> STATED TASK 1
According to the text below about William Baer, from which university did he receive his B.A. in English?

> GIVEN TEXT
William Baer (born December 29, 1948) is an American writer, editor, translator, and academic. He has been the recipient of a Guggenheim Fellowship, a Fulbright (Portugal), and a Creative Writing Fellowship from the National Endowment for the Arts.

Early life and education 
William Baer was born in Geneva, New York, in 1948.  He was raised in The Bronx, New York City, and Wayne, New Jersey. After graduating from Rutgers University with a B.A. in English, he received an M.A. in English from New York University. He completed his doctoral dissertation in English at the University of South Carolina under the direction of James Dickey, before attending the Johns Hopkins Writing Seminars where he earned an M.A. in Creative Writing, working under David St. John and John Barth. He also graduated from USC School of Cinematic Arts with an M.A. in Cinema, receiving the Jack Nicholson Screenwriting Award.

Literary activities 
Baer is the author of six books of poetry, including The Unfortunates, recipient of the T. S. Eliot Poetry Prize; "Borges" and Other Sonnets; and "Bocage" and Other Sonnets, recipient of the X. J. Kennedy Poetry Prize.  His other books include translations from the Portuguese, Luís de Camões: Selected Sonnets; the textbook, Writing Metrical Poetry; and five collections of interviews, including Classic American Films: Conversations with the Screenwriters.

In 1989, William Baer was the Founding Editor of The Formalist (1990–2004), a small poetry journal which played a significant role in the Formalist poetry revival (New Formalism). He is also the former poetry editor and film critic for Crisis Magazine. Currently, he serves as the founding director of the St. Robert Southwell Institute, and previously he served as the director of the University of Evansville Press, the contributing editor at Measure, the faculty director of The Evansville Review, and the founding director of the Richard Wilbur Poetry Series, the Howard Nemerov Sonnet Award, and the Willis Barnstone Translation Prize.

In 1995, William Baer received an N.E.A. Creative Writing Grant in fiction, and his short stories have been widely published in such journals as The Iowa Review, Kansas Quarterly, The Chariton Review, and The Dalhousie Review. In 2015, two collections of his short fiction were published: Times Square and Other Stories and One-and-Twenty Tales. More recently, he published two novels: Companion and New Jersey Noir. 

William Baer's various plays have been produced at more than thirty American theaters, including the 13th Street Theatre in New York City, Chicago Dramatists, and the Metropolitan Playhouse of New York. A recent full-length drama, Three Generations of Imbeciles, received the New Works of Merit Playwriting Award and was chosen for the regionals of the 2013 Kennedy Center American College Theater Festival.

[Source data]
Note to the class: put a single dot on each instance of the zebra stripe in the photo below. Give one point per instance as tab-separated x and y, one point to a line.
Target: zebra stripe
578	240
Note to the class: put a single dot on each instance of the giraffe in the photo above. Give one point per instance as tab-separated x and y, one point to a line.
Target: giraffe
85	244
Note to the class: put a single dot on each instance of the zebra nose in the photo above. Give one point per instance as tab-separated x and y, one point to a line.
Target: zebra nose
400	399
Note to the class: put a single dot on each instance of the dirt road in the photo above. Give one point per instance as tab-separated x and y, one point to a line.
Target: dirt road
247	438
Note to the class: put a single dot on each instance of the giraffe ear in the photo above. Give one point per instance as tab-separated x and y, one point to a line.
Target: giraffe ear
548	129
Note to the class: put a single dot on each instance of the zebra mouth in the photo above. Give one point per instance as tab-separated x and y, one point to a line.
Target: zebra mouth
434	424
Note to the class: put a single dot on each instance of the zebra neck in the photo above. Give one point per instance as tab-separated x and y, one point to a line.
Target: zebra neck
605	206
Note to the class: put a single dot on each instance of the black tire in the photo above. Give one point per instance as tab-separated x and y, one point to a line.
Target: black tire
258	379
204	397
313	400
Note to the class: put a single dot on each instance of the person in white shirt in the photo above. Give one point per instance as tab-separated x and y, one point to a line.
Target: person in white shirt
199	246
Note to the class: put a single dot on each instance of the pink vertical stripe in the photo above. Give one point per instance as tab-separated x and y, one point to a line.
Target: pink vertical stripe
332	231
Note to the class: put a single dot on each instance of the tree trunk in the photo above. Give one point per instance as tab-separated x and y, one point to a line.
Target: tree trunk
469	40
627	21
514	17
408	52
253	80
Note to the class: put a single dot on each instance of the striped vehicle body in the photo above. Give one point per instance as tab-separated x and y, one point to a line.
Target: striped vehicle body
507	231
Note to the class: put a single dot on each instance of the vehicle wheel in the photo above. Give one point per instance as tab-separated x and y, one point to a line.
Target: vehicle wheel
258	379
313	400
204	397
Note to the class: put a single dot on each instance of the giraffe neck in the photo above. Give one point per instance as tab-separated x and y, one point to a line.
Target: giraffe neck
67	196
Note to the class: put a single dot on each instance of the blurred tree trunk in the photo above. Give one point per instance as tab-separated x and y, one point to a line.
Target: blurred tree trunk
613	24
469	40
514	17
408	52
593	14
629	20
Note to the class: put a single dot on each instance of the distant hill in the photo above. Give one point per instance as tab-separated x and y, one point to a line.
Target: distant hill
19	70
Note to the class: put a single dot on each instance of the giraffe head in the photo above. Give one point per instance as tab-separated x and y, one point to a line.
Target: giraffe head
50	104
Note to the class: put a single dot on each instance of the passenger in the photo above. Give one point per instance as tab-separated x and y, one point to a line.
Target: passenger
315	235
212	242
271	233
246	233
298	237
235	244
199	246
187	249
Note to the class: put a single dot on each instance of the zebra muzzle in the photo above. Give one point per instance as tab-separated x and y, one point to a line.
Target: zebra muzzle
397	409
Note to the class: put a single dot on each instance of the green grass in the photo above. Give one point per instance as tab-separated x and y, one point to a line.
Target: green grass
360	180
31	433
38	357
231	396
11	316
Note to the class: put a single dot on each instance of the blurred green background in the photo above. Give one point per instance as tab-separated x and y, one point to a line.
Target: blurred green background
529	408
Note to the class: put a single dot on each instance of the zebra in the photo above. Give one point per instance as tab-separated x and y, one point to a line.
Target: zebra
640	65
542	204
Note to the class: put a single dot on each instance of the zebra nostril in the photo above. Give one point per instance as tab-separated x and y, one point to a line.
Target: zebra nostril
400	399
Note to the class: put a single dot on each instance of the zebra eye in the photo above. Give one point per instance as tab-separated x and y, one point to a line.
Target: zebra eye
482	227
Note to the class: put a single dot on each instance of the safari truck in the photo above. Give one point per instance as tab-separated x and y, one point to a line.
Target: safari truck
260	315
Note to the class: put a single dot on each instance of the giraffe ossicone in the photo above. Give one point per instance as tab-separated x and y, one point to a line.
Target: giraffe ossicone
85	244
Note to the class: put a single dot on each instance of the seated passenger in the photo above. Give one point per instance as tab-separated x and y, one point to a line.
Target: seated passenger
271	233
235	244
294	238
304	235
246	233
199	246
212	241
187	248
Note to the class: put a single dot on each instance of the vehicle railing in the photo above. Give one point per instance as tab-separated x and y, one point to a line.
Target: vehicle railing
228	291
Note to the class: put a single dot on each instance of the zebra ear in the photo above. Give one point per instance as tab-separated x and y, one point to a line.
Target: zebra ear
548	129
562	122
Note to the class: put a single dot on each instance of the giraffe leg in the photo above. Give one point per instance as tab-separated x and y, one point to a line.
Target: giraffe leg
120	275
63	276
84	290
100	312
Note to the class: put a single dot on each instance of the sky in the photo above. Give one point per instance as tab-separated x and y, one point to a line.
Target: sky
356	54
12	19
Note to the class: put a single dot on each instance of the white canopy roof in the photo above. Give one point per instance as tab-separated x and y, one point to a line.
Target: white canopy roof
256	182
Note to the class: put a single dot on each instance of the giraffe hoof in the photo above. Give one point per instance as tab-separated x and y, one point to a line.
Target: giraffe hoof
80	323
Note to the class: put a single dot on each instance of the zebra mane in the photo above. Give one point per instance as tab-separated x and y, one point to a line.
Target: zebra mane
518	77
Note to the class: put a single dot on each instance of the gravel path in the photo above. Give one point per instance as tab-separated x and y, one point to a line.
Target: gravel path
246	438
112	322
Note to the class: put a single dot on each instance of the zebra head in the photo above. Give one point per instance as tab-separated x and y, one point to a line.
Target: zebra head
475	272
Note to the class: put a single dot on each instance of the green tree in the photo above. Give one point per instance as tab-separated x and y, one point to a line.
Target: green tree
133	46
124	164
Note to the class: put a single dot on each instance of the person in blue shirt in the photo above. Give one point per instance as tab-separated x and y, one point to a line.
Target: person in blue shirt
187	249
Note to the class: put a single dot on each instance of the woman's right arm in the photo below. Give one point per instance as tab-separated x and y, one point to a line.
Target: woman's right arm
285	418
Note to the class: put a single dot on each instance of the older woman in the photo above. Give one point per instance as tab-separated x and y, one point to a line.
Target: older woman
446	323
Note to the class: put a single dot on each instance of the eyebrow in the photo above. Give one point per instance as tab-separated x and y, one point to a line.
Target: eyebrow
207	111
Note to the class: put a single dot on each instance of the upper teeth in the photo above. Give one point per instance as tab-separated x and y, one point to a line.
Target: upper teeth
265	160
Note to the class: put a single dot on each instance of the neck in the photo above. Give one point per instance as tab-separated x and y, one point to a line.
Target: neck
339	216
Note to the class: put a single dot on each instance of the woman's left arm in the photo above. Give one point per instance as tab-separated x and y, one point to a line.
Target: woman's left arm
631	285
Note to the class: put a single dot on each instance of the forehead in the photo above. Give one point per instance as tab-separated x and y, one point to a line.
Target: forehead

> STATED TASK 2
Show every row above that contains the word "woman". Case counts.

> TASK SOLUTION 1
Rutgers University

> TASK SOLUTION 2
Note to the class: put a single dot on each instance of the woman's right arm in the photo below. Give one point per instance as tab-separated x and y, one point to a line.
Target: woman's right arm
Note to the class: put a single dot on each instance of the older woman in the photo above. Give one point per instance as tab-separated x and y, one point to a line.
Target: older woman
Note to the class: put a single dot on each instance of the woman's left arm in the photo above. Give one point per instance as tab-separated x and y, one point to a line.
Target: woman's left arm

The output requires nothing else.